Brano scelto:
------------------------------------

L’Ue è nata su un forte blocco geografico centro-europeo o chiamiamolo continentale e non certo marittimo.
Certo l’Italia prima di tutto ma la stessa Francia hanno ben parte nel Mediterraneo, ma come non negare la diversità di percezione di questo mare nelle due nazioni, oltre che il diverso impatto economico oltre che sociale del Mar Mediterraneo. Basterebbe una ripartizione per lunghezza di coste dei confini di quella parte di Europa unita per dire che di fondo il confine mediterraneo, il confine sud era, in quel momento storico dei primi passi degli anni ’50 e fino a tardi, solo italiano.
Si contavano 6 paesi fondatori (della allora CEE, Comunità economica europea, poi divenuta Ue nel 2009):
- Belgio
- Francia (con i suoi dipartimenti d’oltre mare e la stessa Algeria, certo mediterranea ma non autonoma ed “europea” in quanto ancora allora possedimento della Francia e di cui all’art 227[2] del Trattato di Roma del 1957 costituente la Cee)
- Germania (Ovest)
- Italia
- Lussemburgo
- Paesi Bassi
e la mappa rende esplicito il senso delle mie parole.
Venuto meno il ruolo “atipico” dell’Algeria nel 1962, la Francia perdette ulteriormente (andiamo per logica) un interesse diretto nel Mediterraneo.
I passi successivi portano all’allargamento dei confini che, comunque, ovviamente e “giustamente” muovono dal cuore geografico europeo (core) e, quindi, continentale, e portano all’ingresso di Grecia da un lato e dall’altro Spagna ( e, di conseguenza dei territori costieri spagnoli, ossia le città spagnole di Ceuta e Milla, in pieno territorio geograficamente africano e relative problematiche circa l’immigrazione e dove, questa volta, L’Ue fa da baluardo ai diritti umani[3]). Ma il peso demografico, di popolazione (che vuol dire seggi nel Parlamento europeo), Pil nazionali e livelli di industrializzazione/servizi (senza fare classifiche troppo spicce, un Regno Unito ha un peso specifico, una massa a maggior forza d’attrazione rispetto alle formali parità di dignità tra paesi), tutti questi elementi hanno portato a una concentrazione di interessi e flussi (economici) più alla olandese Rotterdam che a Genova o al Pireo, più a Londra che a Madrid ed Atene messe assieme.
In più: i “piccoli” atlantici o nordici (due per tutti: Olanda e Finlandia, e ora Lettonia e Lituania) hanno fatto del rigore e della loro produttività individuale (aspetti macro e microeconomici) un unico forte elemento ulteriormente a maggior forza attrattiva rispetto a quelli che – e veniamo al punto – sono diventati i “paesi periferici” dell’Ue, con tutte le loro problematiche pubbliche e private.

------------------------------------

Righe di dati:
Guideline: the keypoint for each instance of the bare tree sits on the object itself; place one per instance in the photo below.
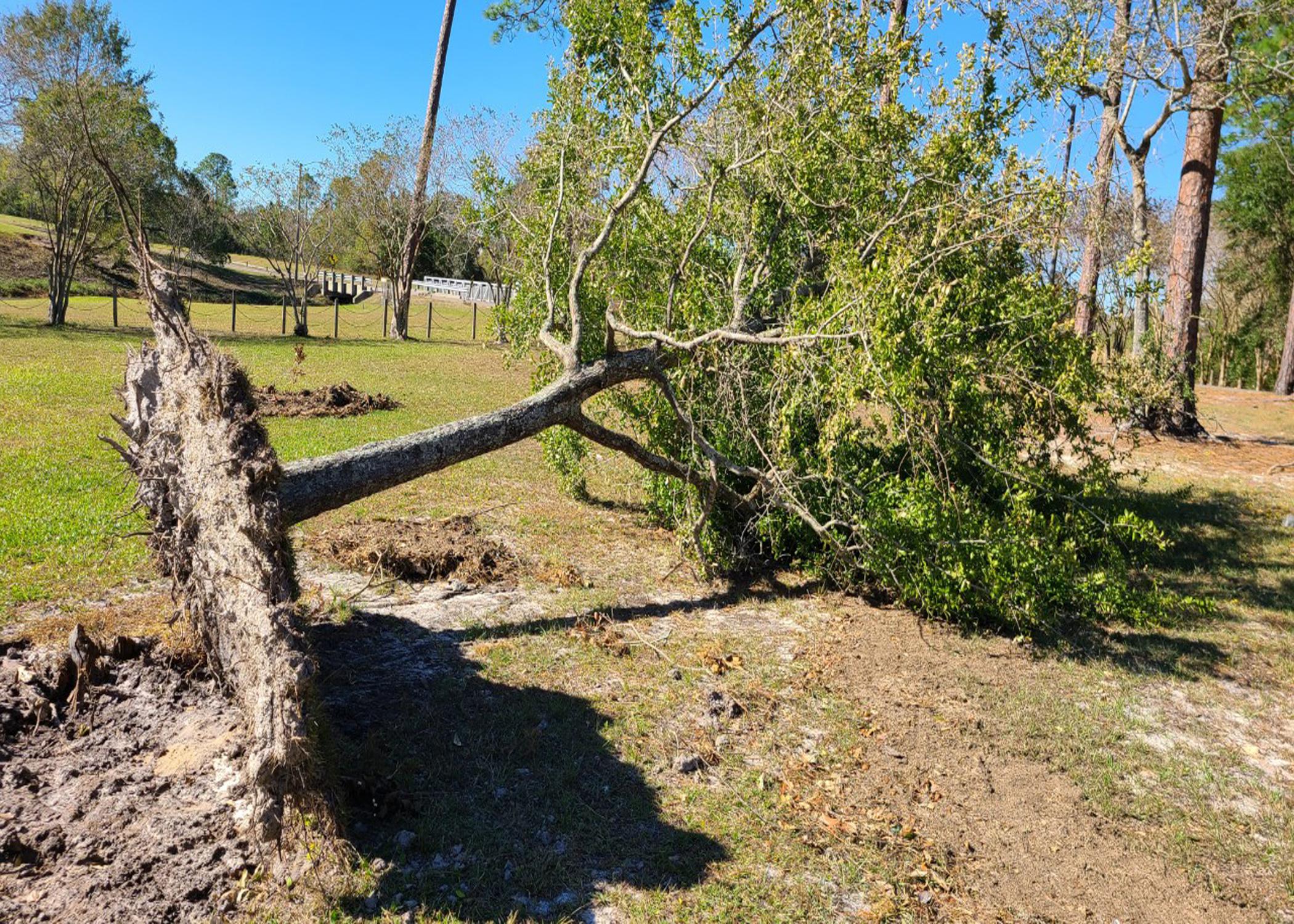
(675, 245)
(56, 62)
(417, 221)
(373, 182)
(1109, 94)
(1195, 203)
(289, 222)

------------------------------------

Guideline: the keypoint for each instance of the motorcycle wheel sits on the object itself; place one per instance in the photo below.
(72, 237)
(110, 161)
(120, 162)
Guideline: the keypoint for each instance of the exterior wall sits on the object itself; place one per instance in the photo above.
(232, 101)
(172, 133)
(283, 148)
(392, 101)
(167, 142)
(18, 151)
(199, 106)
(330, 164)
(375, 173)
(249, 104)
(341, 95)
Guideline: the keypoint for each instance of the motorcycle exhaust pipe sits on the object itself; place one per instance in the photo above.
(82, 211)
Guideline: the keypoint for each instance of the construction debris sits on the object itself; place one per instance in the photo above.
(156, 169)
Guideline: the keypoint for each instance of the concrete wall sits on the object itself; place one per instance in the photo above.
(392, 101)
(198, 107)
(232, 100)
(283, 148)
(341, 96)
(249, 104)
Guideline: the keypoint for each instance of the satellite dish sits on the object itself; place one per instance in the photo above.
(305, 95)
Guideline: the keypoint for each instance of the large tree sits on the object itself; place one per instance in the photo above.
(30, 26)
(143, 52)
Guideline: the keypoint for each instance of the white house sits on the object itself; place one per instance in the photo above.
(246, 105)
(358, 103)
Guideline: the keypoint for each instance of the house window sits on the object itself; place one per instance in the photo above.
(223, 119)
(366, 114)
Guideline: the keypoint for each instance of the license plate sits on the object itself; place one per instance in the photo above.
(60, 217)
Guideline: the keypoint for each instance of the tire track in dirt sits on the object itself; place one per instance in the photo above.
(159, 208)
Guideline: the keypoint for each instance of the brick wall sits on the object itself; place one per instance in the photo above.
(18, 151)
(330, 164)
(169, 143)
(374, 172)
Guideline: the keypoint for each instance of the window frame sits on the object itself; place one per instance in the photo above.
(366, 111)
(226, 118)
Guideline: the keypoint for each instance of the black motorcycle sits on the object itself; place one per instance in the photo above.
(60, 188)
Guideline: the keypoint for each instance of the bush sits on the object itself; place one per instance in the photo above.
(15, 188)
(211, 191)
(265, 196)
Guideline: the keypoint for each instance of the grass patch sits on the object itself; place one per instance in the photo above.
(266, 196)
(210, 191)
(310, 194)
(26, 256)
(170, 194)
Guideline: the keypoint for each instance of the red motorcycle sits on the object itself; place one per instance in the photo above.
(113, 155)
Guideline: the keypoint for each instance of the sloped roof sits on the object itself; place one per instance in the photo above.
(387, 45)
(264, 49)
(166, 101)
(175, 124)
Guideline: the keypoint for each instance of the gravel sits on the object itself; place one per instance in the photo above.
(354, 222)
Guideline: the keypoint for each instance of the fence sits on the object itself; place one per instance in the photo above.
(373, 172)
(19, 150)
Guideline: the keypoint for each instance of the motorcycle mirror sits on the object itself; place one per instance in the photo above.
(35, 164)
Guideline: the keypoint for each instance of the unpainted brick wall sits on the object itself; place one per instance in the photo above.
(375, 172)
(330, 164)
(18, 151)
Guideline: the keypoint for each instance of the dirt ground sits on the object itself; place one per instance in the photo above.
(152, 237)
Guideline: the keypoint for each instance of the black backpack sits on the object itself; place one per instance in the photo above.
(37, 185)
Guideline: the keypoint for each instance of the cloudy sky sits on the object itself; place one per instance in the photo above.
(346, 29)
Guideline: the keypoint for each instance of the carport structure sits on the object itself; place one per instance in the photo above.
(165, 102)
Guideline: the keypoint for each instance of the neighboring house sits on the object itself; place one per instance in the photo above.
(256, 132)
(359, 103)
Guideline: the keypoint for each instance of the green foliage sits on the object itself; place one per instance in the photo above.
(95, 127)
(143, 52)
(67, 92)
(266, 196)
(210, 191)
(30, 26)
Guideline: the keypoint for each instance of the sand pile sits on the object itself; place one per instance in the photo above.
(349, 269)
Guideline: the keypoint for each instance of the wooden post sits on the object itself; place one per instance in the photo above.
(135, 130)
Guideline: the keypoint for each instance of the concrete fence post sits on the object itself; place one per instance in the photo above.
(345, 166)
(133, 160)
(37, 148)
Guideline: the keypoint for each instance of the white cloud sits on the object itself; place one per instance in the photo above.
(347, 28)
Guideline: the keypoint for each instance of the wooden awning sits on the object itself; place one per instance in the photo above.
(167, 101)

------------------------------------

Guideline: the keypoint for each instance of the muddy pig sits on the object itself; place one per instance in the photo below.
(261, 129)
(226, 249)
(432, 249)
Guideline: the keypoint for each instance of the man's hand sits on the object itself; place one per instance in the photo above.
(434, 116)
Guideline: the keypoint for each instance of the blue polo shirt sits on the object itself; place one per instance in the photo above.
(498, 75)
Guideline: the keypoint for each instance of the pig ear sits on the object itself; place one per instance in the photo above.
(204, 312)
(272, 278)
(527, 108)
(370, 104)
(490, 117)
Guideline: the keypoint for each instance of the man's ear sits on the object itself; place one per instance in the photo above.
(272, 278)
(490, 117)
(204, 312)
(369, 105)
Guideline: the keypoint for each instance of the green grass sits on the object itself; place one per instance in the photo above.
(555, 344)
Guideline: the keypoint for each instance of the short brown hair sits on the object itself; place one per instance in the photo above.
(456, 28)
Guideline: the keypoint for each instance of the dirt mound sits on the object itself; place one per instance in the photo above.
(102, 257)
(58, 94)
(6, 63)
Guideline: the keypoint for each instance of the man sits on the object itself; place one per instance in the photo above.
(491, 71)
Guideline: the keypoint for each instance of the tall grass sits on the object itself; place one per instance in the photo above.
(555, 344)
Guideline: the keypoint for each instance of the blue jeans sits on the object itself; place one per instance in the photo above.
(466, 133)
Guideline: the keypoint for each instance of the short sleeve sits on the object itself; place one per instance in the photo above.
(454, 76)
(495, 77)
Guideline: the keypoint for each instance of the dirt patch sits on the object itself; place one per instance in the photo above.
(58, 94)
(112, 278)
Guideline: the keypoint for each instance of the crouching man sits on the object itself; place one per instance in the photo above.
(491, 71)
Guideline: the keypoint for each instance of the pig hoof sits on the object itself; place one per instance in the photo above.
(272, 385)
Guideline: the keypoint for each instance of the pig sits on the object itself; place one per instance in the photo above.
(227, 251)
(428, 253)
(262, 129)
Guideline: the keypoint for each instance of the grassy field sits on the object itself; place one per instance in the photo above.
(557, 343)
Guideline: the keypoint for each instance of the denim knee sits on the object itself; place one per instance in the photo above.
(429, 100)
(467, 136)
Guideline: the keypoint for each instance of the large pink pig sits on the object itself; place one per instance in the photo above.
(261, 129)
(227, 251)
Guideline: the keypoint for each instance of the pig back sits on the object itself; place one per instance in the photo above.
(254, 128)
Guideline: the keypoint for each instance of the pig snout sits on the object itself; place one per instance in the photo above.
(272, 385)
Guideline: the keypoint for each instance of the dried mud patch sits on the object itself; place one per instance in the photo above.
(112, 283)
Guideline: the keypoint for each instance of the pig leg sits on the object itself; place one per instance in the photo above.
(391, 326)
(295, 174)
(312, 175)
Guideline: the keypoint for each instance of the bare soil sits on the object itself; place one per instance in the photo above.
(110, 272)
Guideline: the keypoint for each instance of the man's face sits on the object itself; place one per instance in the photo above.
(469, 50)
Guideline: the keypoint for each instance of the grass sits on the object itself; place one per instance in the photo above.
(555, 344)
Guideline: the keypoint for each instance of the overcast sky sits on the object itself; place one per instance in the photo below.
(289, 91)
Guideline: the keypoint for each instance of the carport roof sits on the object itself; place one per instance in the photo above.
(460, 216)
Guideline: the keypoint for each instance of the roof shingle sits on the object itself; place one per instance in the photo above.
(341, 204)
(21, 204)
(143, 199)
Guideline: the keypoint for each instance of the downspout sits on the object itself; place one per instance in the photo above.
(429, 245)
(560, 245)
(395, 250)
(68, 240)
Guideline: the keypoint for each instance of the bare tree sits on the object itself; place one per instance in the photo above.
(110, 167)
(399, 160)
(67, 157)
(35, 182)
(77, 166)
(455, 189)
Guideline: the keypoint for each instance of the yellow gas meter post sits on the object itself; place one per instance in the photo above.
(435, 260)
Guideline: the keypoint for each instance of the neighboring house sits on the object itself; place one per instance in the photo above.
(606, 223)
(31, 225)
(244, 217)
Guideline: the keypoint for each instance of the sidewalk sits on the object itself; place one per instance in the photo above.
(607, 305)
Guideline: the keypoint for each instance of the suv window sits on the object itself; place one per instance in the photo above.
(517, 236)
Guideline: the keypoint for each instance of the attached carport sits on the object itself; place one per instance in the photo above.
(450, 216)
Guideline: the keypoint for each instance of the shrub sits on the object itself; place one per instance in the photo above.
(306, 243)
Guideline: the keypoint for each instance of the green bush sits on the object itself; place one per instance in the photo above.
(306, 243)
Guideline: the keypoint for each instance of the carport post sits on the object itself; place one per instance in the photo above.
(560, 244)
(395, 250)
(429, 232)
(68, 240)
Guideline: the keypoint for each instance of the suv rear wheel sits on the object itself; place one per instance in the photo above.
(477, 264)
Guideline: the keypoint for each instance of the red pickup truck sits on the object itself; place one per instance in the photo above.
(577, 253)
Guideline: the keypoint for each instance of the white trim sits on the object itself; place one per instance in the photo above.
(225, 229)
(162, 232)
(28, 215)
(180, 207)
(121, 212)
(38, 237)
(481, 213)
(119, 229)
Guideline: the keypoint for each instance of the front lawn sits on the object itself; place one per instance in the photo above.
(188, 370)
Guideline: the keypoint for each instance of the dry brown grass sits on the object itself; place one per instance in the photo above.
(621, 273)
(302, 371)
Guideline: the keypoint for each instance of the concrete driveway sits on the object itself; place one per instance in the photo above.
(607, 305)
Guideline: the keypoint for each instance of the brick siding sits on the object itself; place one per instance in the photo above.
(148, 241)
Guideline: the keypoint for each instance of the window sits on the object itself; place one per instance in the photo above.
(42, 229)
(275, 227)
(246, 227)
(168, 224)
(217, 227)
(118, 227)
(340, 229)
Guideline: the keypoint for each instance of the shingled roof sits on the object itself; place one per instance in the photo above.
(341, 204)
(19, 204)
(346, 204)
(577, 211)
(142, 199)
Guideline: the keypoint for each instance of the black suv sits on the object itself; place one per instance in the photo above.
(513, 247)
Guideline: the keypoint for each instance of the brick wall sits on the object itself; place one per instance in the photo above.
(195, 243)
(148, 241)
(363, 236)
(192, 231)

------------------------------------

Cosa si chiede:
• a. Secondo il brano, in quale anno venne meno il ruolo "atipico" dell'Algeria?
• b. Riproponi fedelmente il brano, da «L’Ue è nata» giù fino a «tardi, solo italiano.».

Soluzioni per consegna:
• a. Nel 1962.

• b.
L’Ue è nata su un forte blocco geografico centro-europeo o chiamiamolo continentale e non certo marittimo.
Certo l’Italia prima di tutto ma la stessa Francia hanno ben parte nel Mediterraneo, ma come non negare la diversità di percezione di questo mare nelle due nazioni, oltre che il diverso impatto economico oltre che sociale del Mar Mediterraneo. Basterebbe una ripartizione per lunghezza di coste dei confini di quella parte di Europa unita per dire che di fondo il confine mediterraneo, il confine sud era, in quel momento storico dei primi passi degli anni ’50 e fino a tardi, solo italiano.